*** Opening of TEXT PROVIDED ***

Build Your Own LinkedIn Analytics Part 10: Observing the Pipeline
Orginally published on Medium on 30 December 2025
By the end of the previous post, we had built our data pipeline for LinkedIn analytics from ingestion all the way to the final dashboard product, as well as put in place proper orchestration and automation together with high maintainability.
The final step is observability: making sure that we know what’s going on with our pipelines.
TL;DR
- Observability turns this LinkedIn analytics pipeline from a black box into a predictable data product with clear Service Level Agreements (SLAs) for reliability.
- Operational observability ensures you know when jobs and tasks fail, who needs to act, and how alerts flow via Databricks notifications.
- Data observability tracks quality dimensions like completeness, timeliness and uniqueness using Databricks’ built-in profiling, so you catch silent failures, not just broken runs.
- For a single-creator LinkedIn stack, Databricks’ native observability is sufficient; platform-neutral stacks (OpenTelemetry, Prometheus, Grafana) pay off once you’re coordinating many pipelines across teams and platforms.
I. Why Observability is Important
One of the critical aspects of an enterprise-ready data product is reliability. That means the pipeline needs to work most of the time and any issues should be resolved within a certain time period. These details are usually defined by a Service Level Agreement (SLA), which formalises how reliable the pipeline needs to be and how quickly incidents must be resolved.
Batch pipelines like ours typically need data ready for consumption by a fixed time or within a defined duration; streaming pipelines add uptime targets (e.g., 99.5%) and tighter SLAs.
While it would be nice for our pipeline to work 100% of the time, in reality there will be disruptions or errors for any number of reasons. How do we make sure such issues are resolved in a timely manner?
- The appropriate person needs to be alerted. In smaller setups this would typically be the developer or maintainer of the data product; larger teams would have dedicated ‘Level 1’ (L1) support staff who would triage the most common issues, and escalate to higher levels only if the issue requires a deeper investigation or complex fix.
- The issue needs to be logged and traceable. Error logs need to clearly indicate where something has gone wrong with associated information; meanwhile, we need to be able to trace which task in which job had the issue. If you can’t see where it failed, you can’t promise when it’ll be fixed.

*** Close of TEXT PROVIDED ***
*** Opening of EXERCISE DATA ***

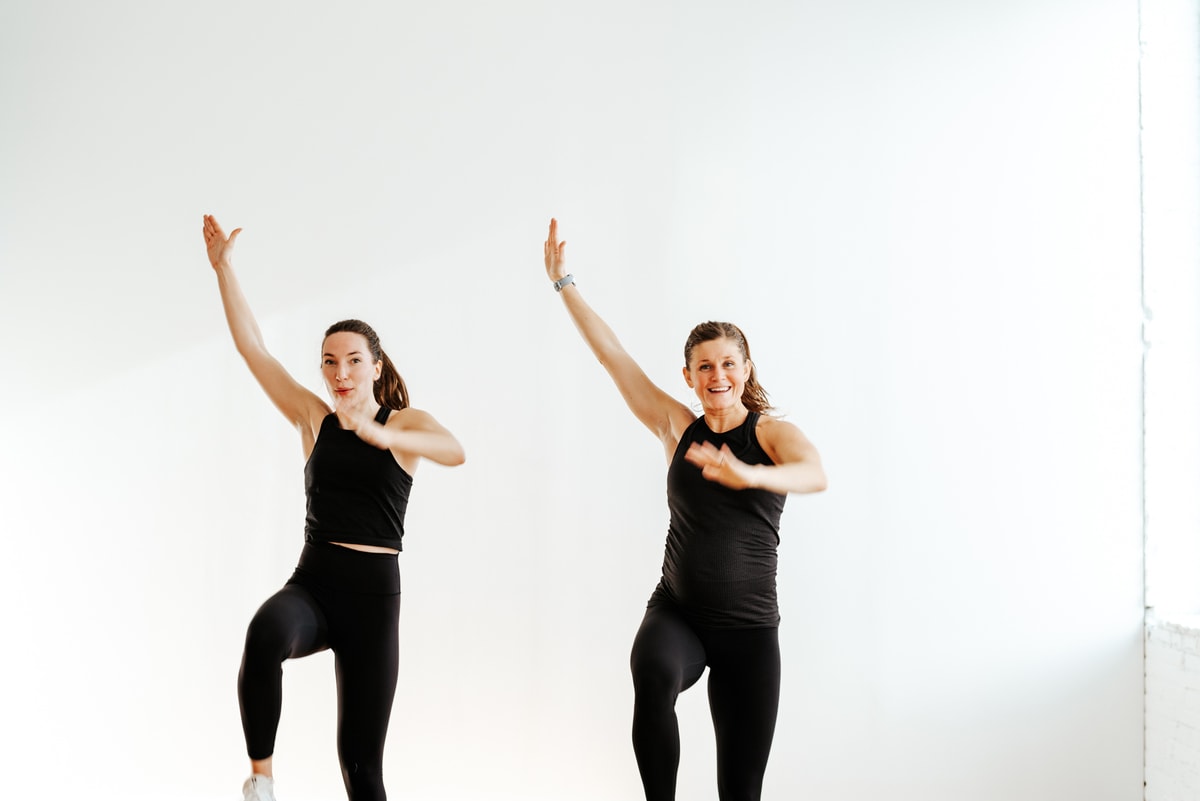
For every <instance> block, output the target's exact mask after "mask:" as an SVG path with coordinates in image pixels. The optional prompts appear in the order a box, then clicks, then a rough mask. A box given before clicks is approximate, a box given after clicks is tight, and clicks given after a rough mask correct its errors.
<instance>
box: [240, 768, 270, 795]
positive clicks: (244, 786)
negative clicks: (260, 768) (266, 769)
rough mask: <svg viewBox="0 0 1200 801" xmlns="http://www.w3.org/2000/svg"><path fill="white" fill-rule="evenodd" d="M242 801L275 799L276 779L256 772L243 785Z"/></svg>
mask: <svg viewBox="0 0 1200 801" xmlns="http://www.w3.org/2000/svg"><path fill="white" fill-rule="evenodd" d="M241 795H242V801H275V779H272V778H271V777H270V776H259V775H258V773H254V775H253V776H251V777H250V778H247V779H246V783H245V784H242V785H241Z"/></svg>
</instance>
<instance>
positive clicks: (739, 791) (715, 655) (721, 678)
mask: <svg viewBox="0 0 1200 801" xmlns="http://www.w3.org/2000/svg"><path fill="white" fill-rule="evenodd" d="M709 651H710V655H709V674H708V703H709V709H710V711H712V715H713V728H714V730H715V733H716V770H718V783H719V785H720V790H721V799H722V800H725V799H757V797H758V794H760V793H761V789H762V777H763V772H764V771H766V769H767V758H768V757H769V754H770V745H772V740H773V739H774V735H775V718H776V716H778V712H779V683H780V656H779V630H778V628H752V630H739V631H720V632H714V633H713V638H712V642H710V644H709Z"/></svg>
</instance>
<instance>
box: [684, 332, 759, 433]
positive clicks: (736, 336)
mask: <svg viewBox="0 0 1200 801" xmlns="http://www.w3.org/2000/svg"><path fill="white" fill-rule="evenodd" d="M721 338H725V339H730V341H732V342H733V344H736V345H737V347H738V350H739V351H740V353H742V357H743V359H744V360H746V362H749V363H750V377H749V378H746V384H745V387H743V390H742V405H744V406H745V408H746V409H749V410H750V411H757V412H758V414H767V412H769V411H770V410H772V405H770V403H769V402H768V401H767V391H766V390H764V389H762V385H761V384H758V372H757V369H756V368H755V366H754V360H752V359H750V345H749V344H746V335H744V333H742V329H739V327H738V326H736V325H733V324H732V323H712V321H709V323H701V324H700V325H697V326H696V327H695V329H692V330H691V333H689V335H688V342H686V344H684V347H683V363H684V367H686V366H688V365H690V363H691V351H692V349H695V347H696V345H698V344H700V343H702V342H710V341H713V339H721Z"/></svg>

*** Close of EXERCISE DATA ***

From the LinkedIn analytics post, echo the stretch from "- The appropriate" through "or complex fix.". None of the items matter for what comes next.

- The appropriate person needs to be alerted. In smaller setups this would typically be the developer or maintainer of the data product; larger teams would have dedicated ‘Level 1’ (L1) support staff who would triage the most common issues, and escalate to higher levels only if the issue requires a deeper investigation or complex fix.